No matter which part of the world we are in, whichever club, whichever party, Mojito is the ultimate internationalised cocktail that is hard not to come by. This summertime alcoholic beverage is prepared from white rum, sugarcane juice or sugar syrup, lime juice and mint leaves. The innumerable variations of the traditional Mojito often make it difficult to identify the original drink, the Classic Fresh Rum variant.
One of the biggest proponents of the Classic Fresh Rum Mojito was author Ernest Hemmingway who was a frequent at Havana’s La Bodeguita del Medio. The bar is famous for Hemingway’s signed epigraph on its wall praising their classic fresh rum blend. Though La Bodeguita often claims to be the creators of this enticing cocktail, historical analysis suggests otherwise.
The traditional Mojito dates back to 1586 when Sir Francis Drake, a privateer sponsored by Queen Elizabeth I, landed in Havana to sack the city of its Aztec gold. Down with dysentery and scurvy, the native Latin Americans treated Drake and his crew with a local tonic made from Aguardiente de Cana (sugarcane alcohol), mint leaves and lime juice. The drink not only helped the men recover, but became a popular Cuban cocktail subsequently and was named El Draque, arguably in honour of Sir Drake, who left overwhelmed to get his life back than the gold.
While some presume this story as the origin tale of this fantastic modern cocktail, others believe that the drink was a brainchild of African slaves working in the sugarcane plantations of Cuba during the period. Whichever be the correct retelling, the Draque continued to enjoy its popularity as a trusted medicinal beverage throughout the 19th century and became a mandatory early morning routine for the people of Havana in 1833 during one of the worst cholera epidemics to have ever hit Latin America.
There is a general consensus that switching the sugarcane liquor with fresh white rum was done by Facundo Bacardi Masso, the creator of the legendary Bacardi group of liquors, in the 1850s. It was with the altercation of rum that the age-old Draque became the popular Mojito. However, there are some who feel that the creation of the Mojito cannot be credited to Bacardi or any single person, but was a result of the introduction of Mint Julep by Americans visiting Cuba’s thriving bar-culture between the wars and especially during Prohibition.

Region-pointing data:
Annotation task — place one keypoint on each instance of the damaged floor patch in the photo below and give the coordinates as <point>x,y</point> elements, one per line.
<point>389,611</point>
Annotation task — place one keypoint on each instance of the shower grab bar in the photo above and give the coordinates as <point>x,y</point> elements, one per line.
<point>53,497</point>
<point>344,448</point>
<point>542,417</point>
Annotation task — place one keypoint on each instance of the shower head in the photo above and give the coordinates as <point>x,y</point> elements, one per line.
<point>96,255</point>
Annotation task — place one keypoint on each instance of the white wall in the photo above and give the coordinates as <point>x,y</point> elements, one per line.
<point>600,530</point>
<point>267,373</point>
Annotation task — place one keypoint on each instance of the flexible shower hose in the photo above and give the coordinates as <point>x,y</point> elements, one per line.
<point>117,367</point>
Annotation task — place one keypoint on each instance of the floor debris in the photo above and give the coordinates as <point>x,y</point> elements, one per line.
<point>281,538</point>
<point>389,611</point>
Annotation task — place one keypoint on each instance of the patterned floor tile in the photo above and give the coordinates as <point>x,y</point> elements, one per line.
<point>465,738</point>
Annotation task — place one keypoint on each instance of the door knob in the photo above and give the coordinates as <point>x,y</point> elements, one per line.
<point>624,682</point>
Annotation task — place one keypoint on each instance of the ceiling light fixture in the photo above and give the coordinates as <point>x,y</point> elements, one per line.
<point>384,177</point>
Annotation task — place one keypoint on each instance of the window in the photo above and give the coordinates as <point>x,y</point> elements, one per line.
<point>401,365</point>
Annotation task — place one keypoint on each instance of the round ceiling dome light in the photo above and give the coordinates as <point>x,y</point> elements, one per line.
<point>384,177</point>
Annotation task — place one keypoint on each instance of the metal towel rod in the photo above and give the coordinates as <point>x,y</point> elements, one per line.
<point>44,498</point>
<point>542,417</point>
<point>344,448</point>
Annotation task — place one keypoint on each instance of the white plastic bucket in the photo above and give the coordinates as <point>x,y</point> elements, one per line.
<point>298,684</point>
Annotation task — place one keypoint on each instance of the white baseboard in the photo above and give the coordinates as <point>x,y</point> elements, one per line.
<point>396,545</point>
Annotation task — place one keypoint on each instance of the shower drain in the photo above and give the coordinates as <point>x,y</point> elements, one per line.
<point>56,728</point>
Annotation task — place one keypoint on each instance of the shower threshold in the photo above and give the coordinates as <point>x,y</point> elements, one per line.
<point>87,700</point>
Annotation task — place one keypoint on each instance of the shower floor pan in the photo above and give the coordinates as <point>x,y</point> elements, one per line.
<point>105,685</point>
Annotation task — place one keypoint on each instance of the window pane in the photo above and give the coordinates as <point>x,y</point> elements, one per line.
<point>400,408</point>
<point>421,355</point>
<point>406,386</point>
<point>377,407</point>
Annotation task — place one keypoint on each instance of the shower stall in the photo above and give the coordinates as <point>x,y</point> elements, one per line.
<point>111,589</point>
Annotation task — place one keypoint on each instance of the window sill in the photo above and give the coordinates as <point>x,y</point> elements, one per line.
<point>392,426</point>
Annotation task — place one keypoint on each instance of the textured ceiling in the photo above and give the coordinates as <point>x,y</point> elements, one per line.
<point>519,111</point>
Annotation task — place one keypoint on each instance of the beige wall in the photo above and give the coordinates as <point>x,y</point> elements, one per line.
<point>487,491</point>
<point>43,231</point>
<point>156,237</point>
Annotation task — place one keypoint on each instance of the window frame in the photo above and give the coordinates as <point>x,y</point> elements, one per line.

TASK 1:
Answer these questions from the passage on the Mojito's origins.
(a) In what year did Sir Francis Drake land in Havana?
(b) What name was given to the Cuban cocktail that grew out of the local tonic?
(c) In which decade is Facundo Bacardi Masso said to have switched the sugarcane liquor for fresh white rum?
TASK 2:
Translate this sentence from the passage on the Mojito's origins into Spanish: "This summertime alcoholic beverage is prepared from white rum, sugarcane juice or sugar syrup, lime juice and mint leaves."
TASK 3:
Reproduce the passage on the Mojito's origins from "The traditional Mojito dates" to "than the gold.".
These data come from a separate source.

EXERCISE RESULT 1:
(a) 1586
(b) El Draque
(c) The 1850s

EXERCISE RESULT 2:
Esta bebida alcohólica veraniega se prepara con ron blanco, jugo de caña de azúcar o jarabe de azúcar, jugo de lima y hojas de menta.

EXERCISE RESULT 3:
The traditional Mojito dates back to 1586 when Sir Francis Drake, a privateer sponsored by Queen Elizabeth I, landed in Havana to sack the city of its Aztec gold. Down with dysentery and scurvy, the native Latin Americans treated Drake and his crew with a local tonic made from Aguardiente de Cana (sugarcane alcohol), mint leaves and lime juice. The drink not only helped the men recover, but became a popular Cuban cocktail subsequently and was named El Draque, arguably in honour of Sir Drake, who left overwhelmed to get his life back than the gold.